A fazer :: Filtre os registros a seguir e copie todas as linhas que contêm a palavra "shoe". Considere a diferença entre maiúsculas e minúsculas.

Dados de origem
▬▬▬

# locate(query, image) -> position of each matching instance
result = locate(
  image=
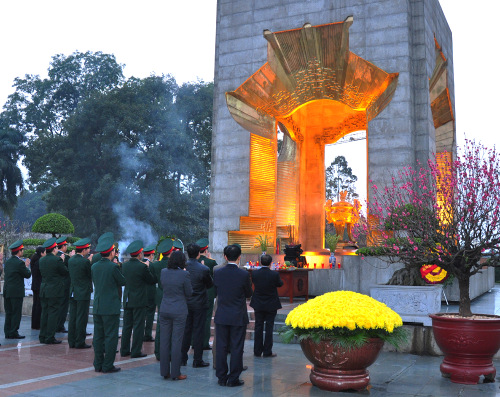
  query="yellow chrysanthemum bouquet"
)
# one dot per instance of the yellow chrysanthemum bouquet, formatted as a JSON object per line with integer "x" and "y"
{"x": 347, "y": 318}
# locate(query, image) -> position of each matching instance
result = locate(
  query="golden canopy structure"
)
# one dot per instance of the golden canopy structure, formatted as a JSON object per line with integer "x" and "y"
{"x": 315, "y": 91}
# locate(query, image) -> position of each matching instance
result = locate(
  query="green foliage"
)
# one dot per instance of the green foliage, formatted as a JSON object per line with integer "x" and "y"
{"x": 339, "y": 177}
{"x": 344, "y": 337}
{"x": 53, "y": 223}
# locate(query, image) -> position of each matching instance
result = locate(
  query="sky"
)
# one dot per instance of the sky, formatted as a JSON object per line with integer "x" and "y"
{"x": 178, "y": 38}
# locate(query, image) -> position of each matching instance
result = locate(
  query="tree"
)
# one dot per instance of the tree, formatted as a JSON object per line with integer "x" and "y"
{"x": 444, "y": 214}
{"x": 11, "y": 180}
{"x": 54, "y": 224}
{"x": 339, "y": 177}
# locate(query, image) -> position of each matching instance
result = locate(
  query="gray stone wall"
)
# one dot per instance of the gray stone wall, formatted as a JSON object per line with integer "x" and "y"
{"x": 395, "y": 35}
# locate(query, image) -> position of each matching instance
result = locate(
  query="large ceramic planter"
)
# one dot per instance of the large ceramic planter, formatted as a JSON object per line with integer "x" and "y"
{"x": 412, "y": 303}
{"x": 337, "y": 369}
{"x": 469, "y": 345}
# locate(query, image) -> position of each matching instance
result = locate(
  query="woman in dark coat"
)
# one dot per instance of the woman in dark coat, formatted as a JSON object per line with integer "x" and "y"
{"x": 173, "y": 312}
{"x": 36, "y": 281}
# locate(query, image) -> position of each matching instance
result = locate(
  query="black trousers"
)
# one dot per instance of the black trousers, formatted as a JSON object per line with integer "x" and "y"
{"x": 263, "y": 345}
{"x": 233, "y": 337}
{"x": 195, "y": 325}
{"x": 36, "y": 310}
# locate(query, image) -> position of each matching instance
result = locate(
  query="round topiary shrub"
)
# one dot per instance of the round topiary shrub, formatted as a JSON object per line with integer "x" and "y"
{"x": 55, "y": 224}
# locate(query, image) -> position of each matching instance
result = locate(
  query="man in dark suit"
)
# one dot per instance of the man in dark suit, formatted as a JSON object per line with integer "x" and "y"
{"x": 265, "y": 302}
{"x": 16, "y": 270}
{"x": 233, "y": 286}
{"x": 62, "y": 252}
{"x": 79, "y": 268}
{"x": 197, "y": 307}
{"x": 135, "y": 299}
{"x": 107, "y": 279}
{"x": 52, "y": 291}
{"x": 149, "y": 254}
{"x": 210, "y": 263}
{"x": 165, "y": 248}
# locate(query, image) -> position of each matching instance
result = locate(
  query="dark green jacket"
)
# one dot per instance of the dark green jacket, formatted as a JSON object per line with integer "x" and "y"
{"x": 54, "y": 274}
{"x": 156, "y": 268}
{"x": 138, "y": 277}
{"x": 81, "y": 277}
{"x": 15, "y": 273}
{"x": 107, "y": 279}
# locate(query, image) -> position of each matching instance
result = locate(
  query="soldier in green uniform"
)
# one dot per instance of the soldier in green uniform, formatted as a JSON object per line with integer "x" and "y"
{"x": 165, "y": 248}
{"x": 62, "y": 252}
{"x": 52, "y": 290}
{"x": 149, "y": 254}
{"x": 16, "y": 270}
{"x": 107, "y": 279}
{"x": 210, "y": 263}
{"x": 135, "y": 300}
{"x": 81, "y": 287}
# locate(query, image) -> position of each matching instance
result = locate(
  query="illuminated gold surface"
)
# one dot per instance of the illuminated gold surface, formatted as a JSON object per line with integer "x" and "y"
{"x": 318, "y": 91}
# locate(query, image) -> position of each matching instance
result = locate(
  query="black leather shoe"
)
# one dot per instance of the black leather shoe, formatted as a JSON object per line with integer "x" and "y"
{"x": 235, "y": 383}
{"x": 114, "y": 369}
{"x": 85, "y": 346}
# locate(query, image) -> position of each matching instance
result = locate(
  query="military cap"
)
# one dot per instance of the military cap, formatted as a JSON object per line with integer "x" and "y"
{"x": 135, "y": 248}
{"x": 165, "y": 247}
{"x": 83, "y": 243}
{"x": 203, "y": 243}
{"x": 17, "y": 246}
{"x": 178, "y": 245}
{"x": 61, "y": 241}
{"x": 50, "y": 243}
{"x": 105, "y": 245}
{"x": 150, "y": 249}
{"x": 106, "y": 235}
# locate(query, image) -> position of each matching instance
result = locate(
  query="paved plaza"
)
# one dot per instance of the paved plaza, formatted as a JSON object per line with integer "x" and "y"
{"x": 29, "y": 368}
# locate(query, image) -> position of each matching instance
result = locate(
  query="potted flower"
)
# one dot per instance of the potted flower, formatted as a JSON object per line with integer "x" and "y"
{"x": 450, "y": 214}
{"x": 342, "y": 333}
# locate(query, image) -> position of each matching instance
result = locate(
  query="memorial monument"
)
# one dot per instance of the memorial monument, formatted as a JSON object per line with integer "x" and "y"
{"x": 317, "y": 71}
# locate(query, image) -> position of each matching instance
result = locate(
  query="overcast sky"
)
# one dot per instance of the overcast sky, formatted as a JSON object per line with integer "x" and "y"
{"x": 178, "y": 37}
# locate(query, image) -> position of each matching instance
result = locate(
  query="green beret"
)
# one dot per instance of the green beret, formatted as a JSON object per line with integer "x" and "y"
{"x": 165, "y": 246}
{"x": 50, "y": 243}
{"x": 134, "y": 247}
{"x": 16, "y": 246}
{"x": 107, "y": 235}
{"x": 105, "y": 244}
{"x": 61, "y": 241}
{"x": 178, "y": 244}
{"x": 202, "y": 242}
{"x": 150, "y": 248}
{"x": 83, "y": 243}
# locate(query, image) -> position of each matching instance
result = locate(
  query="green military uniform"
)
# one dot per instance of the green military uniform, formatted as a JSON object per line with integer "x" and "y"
{"x": 211, "y": 293}
{"x": 151, "y": 307}
{"x": 107, "y": 279}
{"x": 135, "y": 300}
{"x": 79, "y": 301}
{"x": 52, "y": 290}
{"x": 165, "y": 248}
{"x": 13, "y": 290}
{"x": 63, "y": 314}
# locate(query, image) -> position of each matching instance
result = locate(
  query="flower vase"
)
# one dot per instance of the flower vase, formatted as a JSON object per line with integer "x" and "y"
{"x": 336, "y": 368}
{"x": 332, "y": 260}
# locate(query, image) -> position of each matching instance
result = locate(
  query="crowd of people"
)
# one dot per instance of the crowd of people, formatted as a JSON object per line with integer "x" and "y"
{"x": 183, "y": 289}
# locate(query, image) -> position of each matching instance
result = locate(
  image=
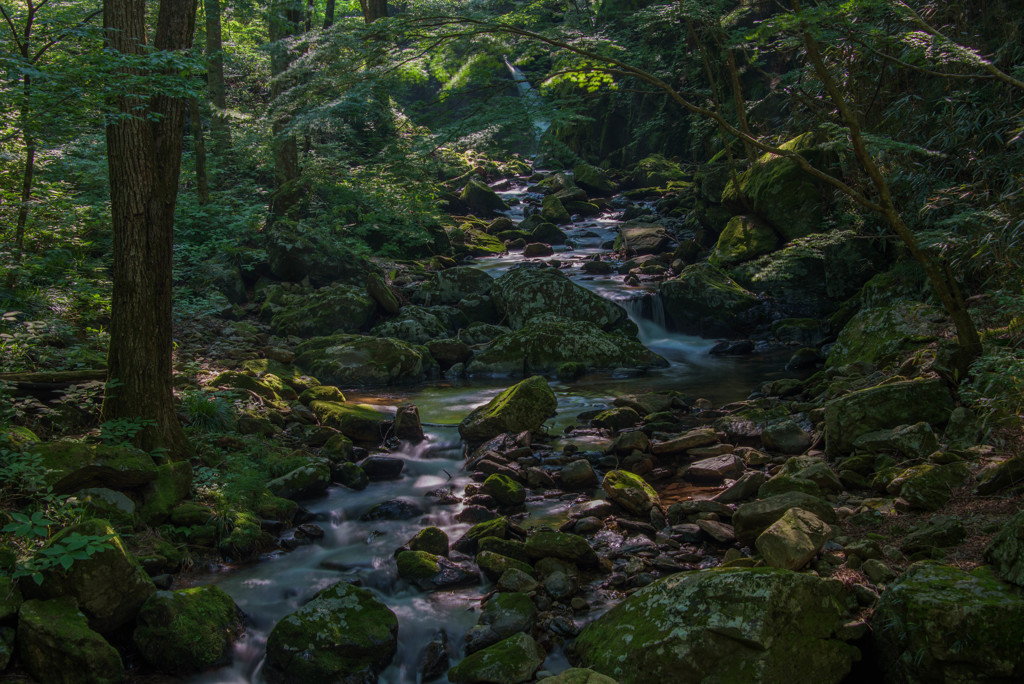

▬▬▬

Resposta correta ::
  query="black leather shoe"
# one dot per instance of the black leather shoe, formatted as a JSON object per line with integer "x" and "y"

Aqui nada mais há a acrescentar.